=== Dataset content ===
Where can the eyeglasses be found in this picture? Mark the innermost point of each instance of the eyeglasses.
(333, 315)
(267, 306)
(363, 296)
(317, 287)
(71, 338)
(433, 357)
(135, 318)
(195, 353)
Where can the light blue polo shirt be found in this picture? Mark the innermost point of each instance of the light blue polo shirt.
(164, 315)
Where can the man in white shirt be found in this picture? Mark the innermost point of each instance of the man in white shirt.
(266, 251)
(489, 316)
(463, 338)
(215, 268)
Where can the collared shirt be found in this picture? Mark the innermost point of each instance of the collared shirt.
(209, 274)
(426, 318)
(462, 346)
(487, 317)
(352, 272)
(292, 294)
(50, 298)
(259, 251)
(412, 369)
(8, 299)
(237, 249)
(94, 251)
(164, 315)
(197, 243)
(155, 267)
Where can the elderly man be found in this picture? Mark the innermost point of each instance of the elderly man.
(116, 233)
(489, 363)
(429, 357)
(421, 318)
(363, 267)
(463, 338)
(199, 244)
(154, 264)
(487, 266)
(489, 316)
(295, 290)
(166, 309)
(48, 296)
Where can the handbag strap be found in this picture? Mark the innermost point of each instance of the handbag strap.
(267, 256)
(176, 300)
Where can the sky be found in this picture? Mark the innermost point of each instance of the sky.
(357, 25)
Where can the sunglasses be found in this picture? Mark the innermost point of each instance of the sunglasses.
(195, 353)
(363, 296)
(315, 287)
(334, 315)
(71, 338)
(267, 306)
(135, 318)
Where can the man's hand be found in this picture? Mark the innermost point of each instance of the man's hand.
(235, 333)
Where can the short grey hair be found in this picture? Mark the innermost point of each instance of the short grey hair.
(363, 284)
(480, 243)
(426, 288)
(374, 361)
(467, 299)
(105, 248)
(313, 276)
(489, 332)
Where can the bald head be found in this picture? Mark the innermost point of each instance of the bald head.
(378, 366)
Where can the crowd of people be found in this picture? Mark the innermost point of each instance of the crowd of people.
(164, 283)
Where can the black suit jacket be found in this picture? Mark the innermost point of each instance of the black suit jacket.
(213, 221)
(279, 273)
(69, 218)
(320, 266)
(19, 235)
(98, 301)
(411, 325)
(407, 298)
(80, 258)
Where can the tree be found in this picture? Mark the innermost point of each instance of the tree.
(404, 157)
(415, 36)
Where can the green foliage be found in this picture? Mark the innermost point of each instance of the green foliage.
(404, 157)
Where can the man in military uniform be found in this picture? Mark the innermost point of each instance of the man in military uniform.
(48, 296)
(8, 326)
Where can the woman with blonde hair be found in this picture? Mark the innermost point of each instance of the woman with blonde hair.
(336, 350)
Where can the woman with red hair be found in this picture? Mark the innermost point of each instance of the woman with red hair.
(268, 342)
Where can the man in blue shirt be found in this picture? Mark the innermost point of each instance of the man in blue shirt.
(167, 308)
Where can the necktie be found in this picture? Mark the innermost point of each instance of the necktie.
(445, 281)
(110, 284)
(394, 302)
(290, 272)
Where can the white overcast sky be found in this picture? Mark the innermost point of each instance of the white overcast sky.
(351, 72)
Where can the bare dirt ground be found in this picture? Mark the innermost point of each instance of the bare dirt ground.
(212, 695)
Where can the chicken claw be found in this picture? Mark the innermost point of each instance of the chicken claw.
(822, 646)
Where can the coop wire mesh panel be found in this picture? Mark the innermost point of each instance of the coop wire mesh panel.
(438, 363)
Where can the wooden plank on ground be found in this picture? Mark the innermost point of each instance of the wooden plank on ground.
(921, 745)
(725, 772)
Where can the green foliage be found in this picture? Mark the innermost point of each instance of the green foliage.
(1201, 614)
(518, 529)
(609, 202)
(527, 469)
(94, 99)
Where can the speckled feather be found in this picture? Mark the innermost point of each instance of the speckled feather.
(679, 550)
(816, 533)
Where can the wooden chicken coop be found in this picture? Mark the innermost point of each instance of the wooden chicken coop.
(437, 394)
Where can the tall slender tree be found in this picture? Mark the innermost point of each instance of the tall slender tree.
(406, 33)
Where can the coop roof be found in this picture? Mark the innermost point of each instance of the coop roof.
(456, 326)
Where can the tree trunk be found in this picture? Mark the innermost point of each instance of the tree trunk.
===
Short task
Rewrite every line of the records above as a numbered list, leaving out any blank lines.

Response to this task
1. Where can the eyeglasses be found in this picture? Mark the innermost point of each instance of the eyeglasses.
2. (333, 315)
3. (267, 306)
4. (363, 296)
5. (317, 287)
6. (71, 338)
7. (433, 357)
8. (135, 318)
9. (195, 353)
10. Where can the light blue polo shirt be found in this picture? Mark the innermost point of each instance of the light blue polo shirt.
11. (164, 315)
12. Where can the man in white shirt be found in this picture? Mark the innermost point of each instance of the man in white shirt.
13. (266, 251)
14. (489, 316)
15. (463, 338)
16. (215, 268)
17. Where can the collared shirt be found in this picture? Mark the innermost point of each instance of the collared shirt.
18. (209, 274)
19. (426, 318)
20. (462, 346)
21. (487, 317)
22. (352, 272)
23. (292, 294)
24. (50, 298)
25. (259, 251)
26. (412, 369)
27. (8, 299)
28. (237, 249)
29. (94, 251)
30. (164, 315)
31. (197, 243)
32. (155, 267)
33. Where can the elderly man be found in this picture? Mark the innermost point of each instance of the elderly man.
34. (116, 233)
35. (489, 363)
36. (429, 357)
37. (421, 318)
38. (363, 267)
39. (463, 338)
40. (199, 244)
41. (154, 264)
42. (487, 266)
43. (489, 316)
44. (295, 290)
45. (166, 309)
46. (48, 296)
47. Where can the handbag strap be found in this picture? Mark the innermost point of each instance of the handbag strap.
48. (267, 256)
49. (176, 300)
50. Where can the sky be found in this picture? Mark the innermost point of each instance of the sky.
51. (357, 25)
52. Where can the sunglasses be found in this picture? Mark the innermost point of each instance of the sunglasses.
53. (195, 353)
54. (363, 296)
55. (315, 287)
56. (334, 315)
57. (71, 338)
58. (267, 306)
59. (135, 318)
60. Where can the man's hand be found in this picture? Mark the innermost point of each instance of the man's hand.
61. (235, 333)
62. Where can the short grey hair be found in this picture? Mark the innermost point of each instance of the short grey hair.
63. (363, 284)
64. (480, 243)
65. (426, 288)
66. (374, 361)
67. (467, 299)
68. (105, 248)
69. (313, 276)
70. (489, 332)
71. Where can the bald head be found in this picture? Mark the innermost point of each instance of the bald head.
72. (378, 366)
73. Where can the crowd of people be found in this picture? Mark the innermost point of each instance of the crowd of people.
74. (164, 283)
75. Where can the black suit jacket be found in this picture? Mark the innermost point of each instance of the black suit jacket.
76. (213, 221)
77. (279, 273)
78. (69, 218)
79. (320, 266)
80. (19, 235)
81. (98, 301)
82. (411, 325)
83. (407, 298)
84. (80, 258)
85. Where can the tree be found in this picture? Mark the innermost point of each instance of the tree.
86. (404, 157)
87. (415, 36)
88. Where can the green foliage be found in this picture? Mark the innermost point of each instance of the green foliage.
89. (404, 157)
90. Where can the man in military uniform be found in this picture? Mark the innermost point of each instance of the man in military uniform.
91. (48, 296)
92. (8, 326)
93. Where can the woman with blonde hair be found in this picture? Mark the innermost point of each instance of the woman with blonde hair.
94. (336, 350)
95. Where can the woman with red hair be found in this picture? Mark the innermost point of each instance of the woman with red hair.
96. (268, 342)
97. Where can the man in blue shirt be found in this picture? Mark the innermost point of each instance of the man in blue shirt.
98. (167, 308)
99. Where can the necktie be found in this picture? Mark the innermost point of each instance of the necktie.
100. (445, 281)
101. (110, 284)
102. (394, 302)
103. (290, 272)
104. Where can the white overcast sky be found in this picture? Mark the innermost point of each instance of the white overcast sky.
105. (351, 72)
106. Where can the bare dirt ground be found in this picture? Mark the innermost point of each instance of the bare dirt ground.
107. (212, 695)
108. Where can the chicken claw be found in this picture? Mark the innermost point of each instance of the chicken claw.
109. (822, 646)
110. Where can the coop wire mesh panel be found in this picture? Mark the innermost point of each instance of the coop wire mesh panel.
111. (438, 363)
112. Where can the wooden plank on ground be found in this picture? Mark the innermost point of each instance of the wooden plank on ground.
113. (921, 745)
114. (725, 772)
115. Where can the green foliage be found in this picture? Mark the innermost point of each instance of the green foliage.
116. (1201, 614)
117. (518, 529)
118. (609, 202)
119. (527, 469)
120. (94, 99)
121. Where can the speckled feather be found in this picture? Mark the innermost point of each instance of the speckled feather.
122. (679, 550)
123. (816, 533)
124. Where can the wooden chicken coop be found in this picture? Mark the innermost point of each instance of the wooden chicken coop.
125. (437, 394)
126. Where can the tall slender tree be found in this picture? Mark the innermost point of each instance of the tall slender tree.
127. (406, 33)
128. Where can the coop roof be found in this picture? Mark the innermost point of each instance of the coop roof.
129. (456, 326)
130. Where can the tree trunk be found in this picture? Mark the innermost point of each instance of the tree trunk.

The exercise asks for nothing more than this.